EL CHUNCHO
Quién sabe ? – Italie – 1966
Support : Bluray
Genre : Western
Réalisateur : Damiano Damiani
Acteurs : Gian Maria Volonté, Lou Castel, Klaus Kinski, Martine Beswick, Jaime Fernàndez…
Musique : Luis Bacalov, Ennio Morricone
Durée : 118 minutes
Image : 2.35 16/9
Son : Italien, anglais, français DTS HD Master Audio 2.0
Sous-titres : Français
Editeur : Carlotta Films
Date de sortie : 3 novembre 2021
LE PITCH
Mexique, années 1910. Alors que la révolution bat son plein, El Chuncho, mi-bandit mi-révolutionnaire, s’est spécialisé dans les attaques de train. Il vole des armes et les revend à un révolutionnaire, le général Elias, contre de fortes sommes d’argent. Au cours d’un de ses assauts, Chuncho trouve une aide inattendue de la part d’un jeune dandy américain. « El niño » rejoint la troupe des guerilleros et gagne rapidement la confiance de leur chef. Mais les motivations du yankee restent troubles…
Et viva Zapata !

▶ [Consigne rédigée]: Reprenez la rédaction de la fiche consacrée au western El Chuncho juste après « Et viva Zapata ! ».

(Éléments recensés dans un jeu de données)
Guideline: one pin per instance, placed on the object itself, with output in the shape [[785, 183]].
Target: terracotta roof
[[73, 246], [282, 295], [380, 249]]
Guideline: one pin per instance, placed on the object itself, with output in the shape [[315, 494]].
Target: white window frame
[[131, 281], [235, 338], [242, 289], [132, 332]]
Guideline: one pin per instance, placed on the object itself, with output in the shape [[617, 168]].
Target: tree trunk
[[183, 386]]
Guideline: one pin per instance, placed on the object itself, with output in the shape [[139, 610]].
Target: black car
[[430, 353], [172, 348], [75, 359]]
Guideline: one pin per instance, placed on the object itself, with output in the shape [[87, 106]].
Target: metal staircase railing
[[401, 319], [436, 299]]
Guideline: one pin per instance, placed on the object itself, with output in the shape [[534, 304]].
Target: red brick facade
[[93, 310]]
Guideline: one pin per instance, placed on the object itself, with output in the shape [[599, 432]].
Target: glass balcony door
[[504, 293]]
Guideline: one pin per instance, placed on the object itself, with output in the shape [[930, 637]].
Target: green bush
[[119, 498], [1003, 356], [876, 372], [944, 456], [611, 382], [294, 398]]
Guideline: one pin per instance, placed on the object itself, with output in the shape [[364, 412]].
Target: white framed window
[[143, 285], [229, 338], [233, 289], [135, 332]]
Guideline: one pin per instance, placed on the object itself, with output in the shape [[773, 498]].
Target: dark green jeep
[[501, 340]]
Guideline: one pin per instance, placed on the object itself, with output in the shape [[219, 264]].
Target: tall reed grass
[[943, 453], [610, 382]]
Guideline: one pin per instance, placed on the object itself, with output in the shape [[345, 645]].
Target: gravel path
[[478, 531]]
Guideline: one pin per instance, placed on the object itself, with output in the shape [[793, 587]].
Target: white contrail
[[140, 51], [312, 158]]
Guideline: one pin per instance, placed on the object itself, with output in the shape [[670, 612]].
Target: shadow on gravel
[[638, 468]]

▶ [Résultat attendu]:
Présenté dans sa version intégrale et pour la première fois en Blu-Ray, El Chuncho est tout simplement l’un des plus grands westerns italiens et inaugure le versant politique du genre. 55 ans après sa sortie en salles, il demeure toujours aussi moderne et lucide, et permet de revoir le génial Gian Maria Volonté dans l’un des rôles les plus marquants de sa carrière.
Considéré comme un des grands réalisateurs politiques italiens, Damiano Damiani reste relativement méconnu dans nos contrées. Fortement ancré à gauche, il n’est pas un auteur neutre comme le confirme sa filmographie qui traitera de la corruption de la justice dans l’excellent Confessions d’un commissaire au procureur de la république ou du système carcéral avec Nous sommes tous en liberté provisoire. Il est également un spécialiste de la Mafia avec notamment La mafia fait la loi avec Claudia Cardinale ou encore la réalisation de la première saison de la série culte La piovra.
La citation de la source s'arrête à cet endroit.